_PROMPT_
The expected copy holds every entry exactly and none of the pictures.
[RECORDS PROVIDED — start]
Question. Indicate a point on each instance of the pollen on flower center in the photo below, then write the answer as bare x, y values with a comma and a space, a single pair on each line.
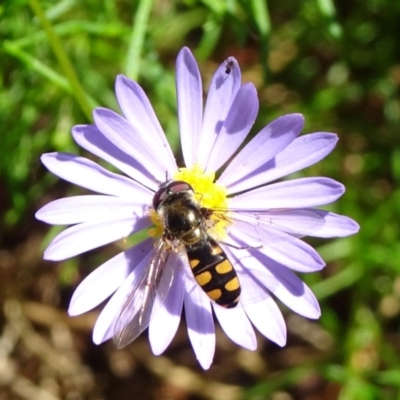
210, 195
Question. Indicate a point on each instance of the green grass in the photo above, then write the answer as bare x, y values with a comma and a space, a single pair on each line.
338, 63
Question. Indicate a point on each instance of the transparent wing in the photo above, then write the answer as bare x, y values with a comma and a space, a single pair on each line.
135, 314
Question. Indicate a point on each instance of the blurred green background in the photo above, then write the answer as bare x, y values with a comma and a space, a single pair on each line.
337, 62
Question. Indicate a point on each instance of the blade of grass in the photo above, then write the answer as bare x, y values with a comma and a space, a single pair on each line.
328, 11
261, 17
137, 38
63, 59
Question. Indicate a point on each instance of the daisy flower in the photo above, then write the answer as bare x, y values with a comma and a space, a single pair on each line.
244, 213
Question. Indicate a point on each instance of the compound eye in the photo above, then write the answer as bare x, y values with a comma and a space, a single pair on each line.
178, 186
160, 195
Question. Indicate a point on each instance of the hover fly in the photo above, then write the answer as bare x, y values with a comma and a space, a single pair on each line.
186, 229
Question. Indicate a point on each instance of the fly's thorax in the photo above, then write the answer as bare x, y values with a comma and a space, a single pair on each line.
181, 217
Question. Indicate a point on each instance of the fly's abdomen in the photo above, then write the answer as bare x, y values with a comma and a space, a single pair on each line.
214, 272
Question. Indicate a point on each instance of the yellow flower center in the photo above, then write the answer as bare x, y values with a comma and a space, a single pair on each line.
209, 195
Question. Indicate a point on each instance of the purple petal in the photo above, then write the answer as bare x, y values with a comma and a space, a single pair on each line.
280, 281
297, 222
237, 125
189, 92
267, 318
200, 323
77, 209
90, 235
237, 326
106, 279
88, 174
104, 327
129, 140
335, 225
222, 91
257, 302
167, 314
304, 151
279, 246
253, 158
138, 111
296, 193
92, 140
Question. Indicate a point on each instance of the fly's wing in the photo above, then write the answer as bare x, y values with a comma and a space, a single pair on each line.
135, 314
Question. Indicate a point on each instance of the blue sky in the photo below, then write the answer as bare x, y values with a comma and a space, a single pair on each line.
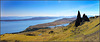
48, 8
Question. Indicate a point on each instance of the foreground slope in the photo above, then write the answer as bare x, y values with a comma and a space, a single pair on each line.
89, 31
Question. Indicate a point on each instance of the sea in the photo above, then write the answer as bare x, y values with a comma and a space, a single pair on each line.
17, 26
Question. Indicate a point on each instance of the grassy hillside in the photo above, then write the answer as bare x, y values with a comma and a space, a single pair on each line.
89, 31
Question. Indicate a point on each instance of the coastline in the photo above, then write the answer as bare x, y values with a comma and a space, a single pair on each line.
45, 25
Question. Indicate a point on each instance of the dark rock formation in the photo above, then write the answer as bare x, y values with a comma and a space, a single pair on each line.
85, 18
78, 20
51, 32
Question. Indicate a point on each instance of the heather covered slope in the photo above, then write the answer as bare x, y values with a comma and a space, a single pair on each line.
89, 31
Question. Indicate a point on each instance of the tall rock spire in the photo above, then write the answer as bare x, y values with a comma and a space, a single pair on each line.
78, 20
85, 18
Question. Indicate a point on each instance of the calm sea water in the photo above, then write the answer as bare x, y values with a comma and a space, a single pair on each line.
17, 26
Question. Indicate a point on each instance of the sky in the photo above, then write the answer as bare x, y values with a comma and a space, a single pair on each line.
49, 8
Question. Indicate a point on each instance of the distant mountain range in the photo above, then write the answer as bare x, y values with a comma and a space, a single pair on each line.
34, 18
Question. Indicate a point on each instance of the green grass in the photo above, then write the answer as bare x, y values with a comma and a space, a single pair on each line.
68, 33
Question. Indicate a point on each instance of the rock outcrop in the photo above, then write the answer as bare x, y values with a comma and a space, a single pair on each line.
85, 18
79, 20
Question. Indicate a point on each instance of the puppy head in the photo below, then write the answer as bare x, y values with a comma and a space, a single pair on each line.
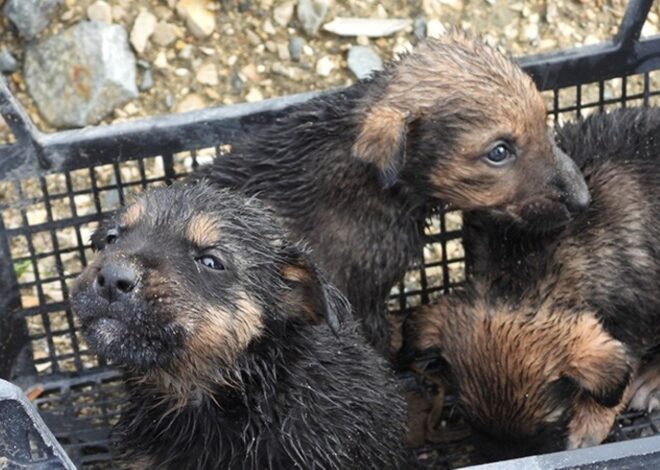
462, 123
189, 277
524, 378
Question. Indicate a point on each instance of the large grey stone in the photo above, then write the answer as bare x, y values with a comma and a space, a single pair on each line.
30, 16
82, 74
8, 63
363, 60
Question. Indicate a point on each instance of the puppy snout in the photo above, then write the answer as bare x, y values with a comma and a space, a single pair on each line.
570, 183
115, 280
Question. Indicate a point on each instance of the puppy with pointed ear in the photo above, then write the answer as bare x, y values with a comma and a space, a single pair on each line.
357, 172
238, 352
529, 381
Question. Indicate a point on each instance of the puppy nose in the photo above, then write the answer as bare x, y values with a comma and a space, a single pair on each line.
115, 279
578, 202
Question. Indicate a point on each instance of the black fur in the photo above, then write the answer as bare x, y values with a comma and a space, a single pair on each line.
608, 256
305, 392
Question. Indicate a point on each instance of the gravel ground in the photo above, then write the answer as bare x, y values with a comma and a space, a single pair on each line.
247, 57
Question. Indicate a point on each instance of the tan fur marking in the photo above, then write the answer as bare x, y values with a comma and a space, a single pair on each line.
132, 215
381, 135
202, 230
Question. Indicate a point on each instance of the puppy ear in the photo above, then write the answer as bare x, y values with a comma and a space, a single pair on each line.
598, 363
310, 296
382, 142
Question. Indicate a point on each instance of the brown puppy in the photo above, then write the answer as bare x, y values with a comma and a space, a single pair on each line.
529, 380
558, 320
356, 173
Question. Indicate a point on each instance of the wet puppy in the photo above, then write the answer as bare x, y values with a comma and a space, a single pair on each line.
608, 258
234, 345
356, 173
543, 345
529, 379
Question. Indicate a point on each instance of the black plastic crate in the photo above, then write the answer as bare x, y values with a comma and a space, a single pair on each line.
58, 186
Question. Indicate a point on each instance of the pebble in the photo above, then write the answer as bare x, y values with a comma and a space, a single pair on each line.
208, 75
191, 102
199, 19
143, 28
296, 44
363, 61
373, 28
164, 34
435, 29
80, 75
283, 52
324, 66
250, 73
147, 82
161, 60
282, 14
100, 11
419, 28
8, 64
236, 82
311, 14
30, 16
254, 95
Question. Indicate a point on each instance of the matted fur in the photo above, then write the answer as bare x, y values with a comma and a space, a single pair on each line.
578, 302
356, 173
244, 366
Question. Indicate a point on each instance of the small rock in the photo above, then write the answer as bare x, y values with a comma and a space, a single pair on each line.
253, 37
81, 74
437, 8
164, 34
531, 32
295, 47
147, 81
435, 29
208, 75
268, 28
363, 61
419, 28
8, 63
100, 11
235, 82
143, 28
282, 14
161, 60
288, 72
373, 28
250, 73
324, 66
311, 14
191, 102
283, 52
30, 16
199, 19
362, 40
254, 95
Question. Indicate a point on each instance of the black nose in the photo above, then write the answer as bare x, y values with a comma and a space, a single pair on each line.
116, 279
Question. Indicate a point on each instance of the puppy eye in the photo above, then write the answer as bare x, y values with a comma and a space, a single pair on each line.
111, 236
500, 154
210, 262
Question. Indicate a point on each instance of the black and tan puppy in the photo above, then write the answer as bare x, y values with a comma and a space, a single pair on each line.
529, 379
356, 173
234, 346
556, 322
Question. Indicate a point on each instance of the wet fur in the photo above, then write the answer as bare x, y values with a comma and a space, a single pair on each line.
356, 173
253, 367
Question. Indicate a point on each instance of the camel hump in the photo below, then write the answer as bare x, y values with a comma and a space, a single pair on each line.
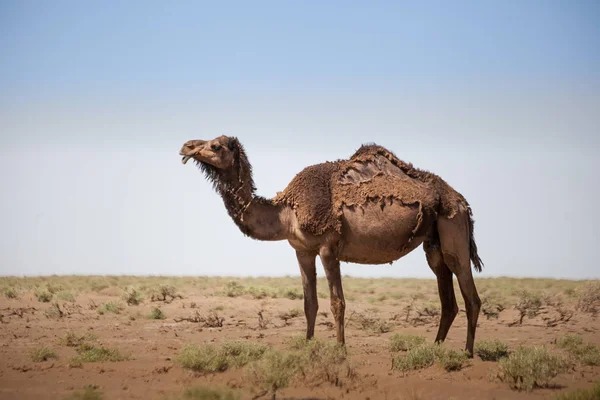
309, 194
[RECORDS PROVIDED — finish]
_OUTPUT_
Question. Indicate a point on each instance of the pollen on flower center in the photo below, then write the answer as bare x, y values with a comma and a space, a single pair on each line.
210, 195
Question. Indicate a point on each instance of the green grass in the photo above, then write the answer as bare x, y values with a comma and a space, a single pair on each line.
338, 63
Question. Indicate a point on each instance of the transparent wing in the photo above, then write the answer as bare x, y values with a comma and a space, a single pair on each line.
135, 314
Question. Indicate a point on each instance of the blurred green background in the photo above, then write the answer as bare x, y values with a comma and a space, a single pair on each line.
337, 62
Question. Indicate a point on each instance of the blade of grass in the photo above, then write the answer as bare x, y values with a comma and a space, a single pair on each line.
328, 11
261, 17
137, 38
63, 59
Question. Indicate a point on each instance of the daisy flower in the photo above, then write the answer as bare x, y values with a comma and a space, a single pair on each line.
244, 213
Question. Indicate a point on each instance of the compound eye in the photo above, then write the answer as bare x, y values with a comma and a space, a single pair on each line.
178, 186
160, 195
Question. Indicate a point on each instance of the hover fly in the photo above, then write the answer as bare x, y values with a comma and a space, a single pair on each line.
186, 229
Question. Indicate a point on each instance of the fly's thorax in the photo above, then write the answer as bare x, y values with a comma and a space, a single pair on each line.
181, 217
Question. Indicate a point on each instance of the fly's abdomen in the photo above, then write the answer as bare x, y values with a comma and a space, a single pair on each line.
214, 272
Question. Indicate a point on each instance of the yellow flower center in the photo above, then write the answer as bare x, y values with a comma and a space, a single pair on each line.
209, 195
Question. Indicate a point on each instance of the purple petal in the photo above, then write the answer as bare x, y values with a comma and a space, a single pair on each line.
280, 281
297, 222
237, 125
189, 92
267, 318
200, 323
77, 209
90, 235
237, 326
106, 279
88, 174
104, 327
129, 140
335, 225
222, 91
257, 302
167, 314
304, 151
279, 246
253, 158
138, 111
296, 193
92, 140
Question. Indicate a point on each instance of the fly's wing in the photo above, then write the answer as bare x, y values with a comma and a space, a single pair on each line.
135, 314
Question. Indicate a point on each instance of the blue sky in the photo below, then write the answer as bare x, y values with a comma and a space, a single pair on each line.
48, 8
Question. Indicate a point on each instance of the foreground slope in the photo above, then write the answer as bare x, y values with a comma and a space, a single pair on each line.
89, 31
Question. Indicate a point on each instance of the sea in the photo above, then write the answer as bare x, y values with a comma and a space, a single pair on each line.
17, 26
Question. Indicate a point on each instance of the grassy hillside in the photo above, then write the answer as bare x, y values with a comma and a space, a single pair on each line.
89, 31
Question. Indicate a point on each instance of the coastline in the photo above, then write the answer as bare x, y values with a comma and a space, a single pair on each line.
45, 25
Question. Indicate a point on each instance of the dark rock formation in the photo above, then write the answer as bare x, y values with a comma and a space, a single pair on each line.
85, 18
78, 20
51, 32
Question. Indicate a point on each instance of the heather covered slope in the photo above, then write the answer as bare x, y values with a comma and a space, a single pair on each line.
89, 31
Question. Indicate a point on each instance of the tall rock spire in the photo above, then write the answer as bare x, y values with a comma and a space, a single pair on each line.
78, 20
85, 18
Question. Indicate a point on each instance of the calm sea water in the photo above, then write the answer as bare x, y values with a comma and a space, a single pair on each line.
17, 26
Question. Indicate a point on each instance of the sky in the photo above, then write the answer as bare x, y values with a comma and a space, a single pair on each line.
49, 8
Question. Indicate a point on each instance of the distant mountain range in the photo above, then write the answer as bare x, y values with a comma and a space, a single pair on each line.
34, 18
Question. Indicate a point on each instance of the green grass in the photo above, then write the answer as bare x, y values with a comma and a space, a single pair on each line.
68, 33
Question. Indicate a point on each instance of the rock outcrop in the photo above, then write the answer as bare x, y values with a comma and a space, a single pair on each line.
85, 18
79, 20
Question. Indicate a point on each instance of the puppy head in the photo below, then write the answer as bare x, y values with a comma and a space, a single pair on each line.
462, 123
189, 277
524, 378
Question. Indicate a point on each instance of the large grey stone in the photo above, then write the answer as bare x, y values with a comma and a space, a single pair on each line.
30, 16
82, 74
8, 63
363, 60
Question. Indicate a point on each instance of the puppy snout in the photo above, then write the answer as bare x, y values with a comma and a space, a single pair on each line.
570, 183
115, 280
Question. Indicate a point on each instance of the puppy with pointed ear in the photo above, then write the answer as bare x, y values with a comma and a space, a single pair on each line.
357, 172
238, 352
529, 381
Question. Indicate a point on each instance of the puppy nose in the photo above, then write the answer as bare x, y values with a comma and a space, a single pair on each line.
115, 279
578, 202
Question. Indicate a point on each instance of the black fur in the photo above, then write the answer as bare x, y values with a comma and a space, a single pair on each line.
608, 256
305, 392
Question. Indicate a point on each instance of the gravel ground in the photo above, then write the answer as bare x, y values with a comma and a space, a single pair on each line.
247, 57
Question. Indicate a point on each instance of the tan fur marking in the photo above, then write the answer as bare x, y values with a comma and a space, a single pair on each line.
132, 215
381, 135
202, 230
Question. Indicate a point on each instance of the puppy ear in the photo above, then write the answer as bare x, y values with a comma and a space, a single pair on each line.
598, 363
310, 296
382, 142
Question. Indicate a point on each instance of the brown puppy in the photo above, then write the answer as bare x, y values with a comma and a space, a single pair on each line.
529, 380
558, 320
356, 173
Question. Indicate a point on each instance of the wet puppy in the photo above, then write the answer as bare x, y values with a comma and a space, a single pair on each line.
608, 258
234, 345
356, 173
543, 345
529, 379
Question. Indicate a point on each instance of the black plastic crate in the photo above, then write the answer as bare x, y values with a comma and a space, a single pair on each line.
58, 186
Question. Indicate a point on each instance of the pebble in the photo above, then write the answer as bare x, y values with a comma and a space, a single pair on each line.
208, 75
191, 102
199, 19
143, 28
296, 44
363, 61
373, 28
164, 34
435, 29
80, 75
283, 52
324, 66
250, 73
147, 82
161, 60
282, 14
100, 11
419, 28
8, 64
236, 82
311, 14
30, 16
254, 95
Question. Indicate a point on each instance of the matted fur in the photo above, then write the answer as bare x, y values with a comma and a space, a single pair on each line.
578, 302
356, 173
244, 366
Question. Indicate a point on each instance of the small rock in the photo above, then write the answer as bare x, y values with a comma and a space, a single pair on each line.
253, 37
81, 74
437, 8
164, 34
531, 32
295, 47
147, 81
435, 29
208, 75
268, 28
363, 61
419, 28
8, 63
100, 11
235, 82
143, 28
282, 14
161, 60
288, 72
373, 28
250, 73
324, 66
311, 14
191, 102
283, 52
30, 16
199, 19
362, 40
254, 95
Question. Indicate a point on each instance of the black nose in the photo above, then write the answer as bare x, y values with a comma and a space, a single pair on each line.
116, 279
Question. Indicate a point on each instance of the puppy eye in the photo above, then write the answer as bare x, y values with a comma and a space, a single pair on each line.
111, 236
500, 154
210, 262
Question. Indicate a point on each instance of the black and tan puppy in the photo above, then write the answer as bare x, y values with a comma and a space, a single pair on each line.
529, 379
356, 173
234, 346
556, 322
Question. Indicate a point on each instance of the wet fur in the photo above, then write the answer as bare x, y values with a comma and a space, a single pair on each line.
356, 173
253, 367
Question. Indicate a point on each instance of the camel hump in the photo below, then write the answer as bare x, y values with a comma and a space, a single pair on each line.
309, 194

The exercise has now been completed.